*TASK GOAL*: Rewrite all the records below, switching every "spectator" to "onlooker" and leaving everything else unchanged. Omit the pictures from your answer.
[begin ENTRIES SUPPLIED]
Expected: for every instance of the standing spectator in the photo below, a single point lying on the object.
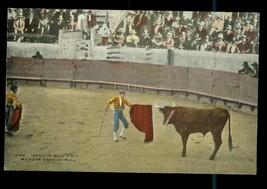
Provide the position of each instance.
(219, 44)
(140, 20)
(251, 37)
(132, 40)
(104, 32)
(246, 70)
(119, 103)
(255, 70)
(19, 26)
(60, 24)
(157, 41)
(31, 26)
(13, 109)
(228, 38)
(169, 41)
(145, 40)
(201, 31)
(118, 38)
(72, 24)
(37, 55)
(91, 20)
(243, 47)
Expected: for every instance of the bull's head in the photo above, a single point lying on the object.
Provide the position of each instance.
(167, 112)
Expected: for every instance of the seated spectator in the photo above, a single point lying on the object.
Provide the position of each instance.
(37, 55)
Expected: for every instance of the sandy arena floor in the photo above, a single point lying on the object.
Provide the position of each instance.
(60, 132)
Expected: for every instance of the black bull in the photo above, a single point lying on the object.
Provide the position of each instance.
(191, 120)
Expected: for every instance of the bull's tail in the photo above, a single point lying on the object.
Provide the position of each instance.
(230, 141)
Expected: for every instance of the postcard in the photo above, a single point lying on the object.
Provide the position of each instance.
(131, 91)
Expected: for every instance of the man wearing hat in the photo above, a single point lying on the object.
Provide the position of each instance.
(119, 103)
(255, 71)
(246, 69)
(132, 40)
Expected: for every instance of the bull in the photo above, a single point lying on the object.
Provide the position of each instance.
(188, 120)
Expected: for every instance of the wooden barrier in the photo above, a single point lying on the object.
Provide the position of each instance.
(212, 84)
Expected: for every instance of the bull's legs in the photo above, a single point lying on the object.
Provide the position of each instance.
(184, 140)
(217, 138)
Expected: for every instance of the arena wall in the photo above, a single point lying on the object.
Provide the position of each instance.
(183, 58)
(217, 84)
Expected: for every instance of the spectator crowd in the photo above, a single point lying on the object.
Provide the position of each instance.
(228, 32)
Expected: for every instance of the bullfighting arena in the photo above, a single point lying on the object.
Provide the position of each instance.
(65, 129)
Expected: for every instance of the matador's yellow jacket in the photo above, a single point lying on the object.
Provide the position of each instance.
(12, 100)
(116, 102)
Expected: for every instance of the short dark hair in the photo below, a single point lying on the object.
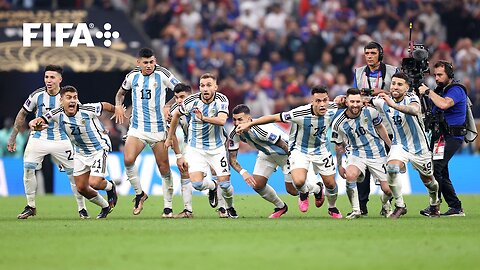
[end ENTRIES SUPPLIED]
*COMPLETED EXERCISE*:
Expected: for every instance of the standing onlooker in the photo below, a single point lying on the object.
Provide the position of each instance.
(219, 44)
(140, 20)
(251, 37)
(132, 40)
(104, 32)
(246, 70)
(119, 103)
(255, 70)
(19, 26)
(60, 24)
(157, 41)
(31, 26)
(13, 109)
(228, 38)
(169, 41)
(145, 40)
(201, 31)
(118, 38)
(72, 24)
(37, 55)
(91, 20)
(243, 47)
Expected: for every instance of the bull's head in the photo above, a single point lying on the object.
Provide the position of each instance.
(167, 112)
Expected: for every instance of the seated onlooker in the photo above, a single point lying on the object.
Provide the position of each instance.
(37, 55)
Expected: for every instance of the sandy arena floor in the photo above, a single point lying on the object.
Provide the position of each instance.
(60, 132)
Expected: for every instance of the black bull in the photo above, a single point lying on the object.
Provide the position of each instance.
(191, 120)
Expected: for every instance of the bull's tail in the photo above, a single point lying on the object.
Provide the position of each instance.
(230, 141)
Expected: for every instance of the postcard in the photo above, a single point lying on the object.
Provide the position of each instance.
(131, 91)
Expected: for every instance of the man wearing hat in the photo above, a single point lying on the object.
Provide the position of each instance.
(119, 103)
(255, 71)
(246, 69)
(132, 40)
Expected: for every instance of the bull in the photo above, a single point lying on the object.
Provide the position of each instance.
(188, 120)
Expected: for every instance of the wooden barrier in the photo above, a single point lying on the object.
Provide the position of each instance.
(212, 84)
Expected: for every instance of the bull's legs in the photo above, a single point lying on the object.
Provide the position of each instance.
(184, 140)
(217, 138)
Expected: for every instance of the arena wall in the photo above, a single point lying on the object.
Provide the position of each instance.
(183, 58)
(217, 84)
Expected: for every instance of the onlooker crowd in the photo above, a single point lying on the object.
Provide the position of each instance.
(228, 32)
Expected: for every instance of the bullfighting arena in the photo above, a single point lying on the object.
Provide the position of each instance.
(65, 129)
Expected: for every instance of the matador's yellow jacket in the photo above, a single point lying on the object.
Provide the position of each instance.
(12, 100)
(116, 102)
Expected: for every instance of the short dark hair in the photo below, a single point lying on the object.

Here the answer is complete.